**Problem details:** Restate word for word the lines of the material below, from the line with "positive clicks: (369, 139) (367, 199)" to the line with "negative clicks: (224, 183) (246, 171)", both lines included, and no others.

**Source information:**

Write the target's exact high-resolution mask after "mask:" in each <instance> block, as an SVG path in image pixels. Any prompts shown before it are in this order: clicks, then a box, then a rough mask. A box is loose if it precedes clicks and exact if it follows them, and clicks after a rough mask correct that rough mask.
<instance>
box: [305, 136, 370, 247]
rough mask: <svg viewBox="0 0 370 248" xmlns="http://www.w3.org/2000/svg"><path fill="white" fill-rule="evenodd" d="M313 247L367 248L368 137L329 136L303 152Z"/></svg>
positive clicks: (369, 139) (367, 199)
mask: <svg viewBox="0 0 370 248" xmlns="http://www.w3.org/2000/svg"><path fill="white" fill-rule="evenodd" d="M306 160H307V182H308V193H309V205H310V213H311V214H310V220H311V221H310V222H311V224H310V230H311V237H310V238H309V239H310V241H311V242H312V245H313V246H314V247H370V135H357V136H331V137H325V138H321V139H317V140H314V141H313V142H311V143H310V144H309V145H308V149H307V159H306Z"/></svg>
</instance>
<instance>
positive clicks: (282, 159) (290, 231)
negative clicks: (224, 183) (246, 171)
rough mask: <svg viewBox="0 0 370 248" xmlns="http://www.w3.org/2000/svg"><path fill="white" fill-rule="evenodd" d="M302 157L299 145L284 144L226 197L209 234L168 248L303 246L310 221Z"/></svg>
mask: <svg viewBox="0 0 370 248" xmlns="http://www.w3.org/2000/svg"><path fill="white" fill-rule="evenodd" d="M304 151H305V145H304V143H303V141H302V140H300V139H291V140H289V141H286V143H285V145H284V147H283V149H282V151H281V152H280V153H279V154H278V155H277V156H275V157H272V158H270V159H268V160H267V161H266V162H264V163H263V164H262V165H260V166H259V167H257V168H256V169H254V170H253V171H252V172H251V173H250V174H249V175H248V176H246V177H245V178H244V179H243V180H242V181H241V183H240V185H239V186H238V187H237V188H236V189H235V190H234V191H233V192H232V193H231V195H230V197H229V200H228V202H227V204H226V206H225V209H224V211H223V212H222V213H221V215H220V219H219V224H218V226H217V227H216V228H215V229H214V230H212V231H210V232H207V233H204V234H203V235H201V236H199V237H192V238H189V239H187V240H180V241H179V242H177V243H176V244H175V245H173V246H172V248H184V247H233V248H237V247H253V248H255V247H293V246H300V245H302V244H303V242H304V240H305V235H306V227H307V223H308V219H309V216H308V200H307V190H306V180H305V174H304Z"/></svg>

**Exercise response:**
positive clicks: (369, 139) (367, 199)
mask: <svg viewBox="0 0 370 248" xmlns="http://www.w3.org/2000/svg"><path fill="white" fill-rule="evenodd" d="M306 160H307V182H308V193H309V205H310V213H311V214H310V220H311V221H310V222H311V224H310V230H311V237H310V238H309V239H310V241H311V242H312V245H313V246H314V247H370V135H357V136H331V137H325V138H321V139H317V140H314V141H313V142H311V143H310V144H309V145H308V149H307V159H306Z"/></svg>
</instance>
<instance>
positive clicks: (282, 159) (290, 231)
negative clicks: (224, 183) (246, 171)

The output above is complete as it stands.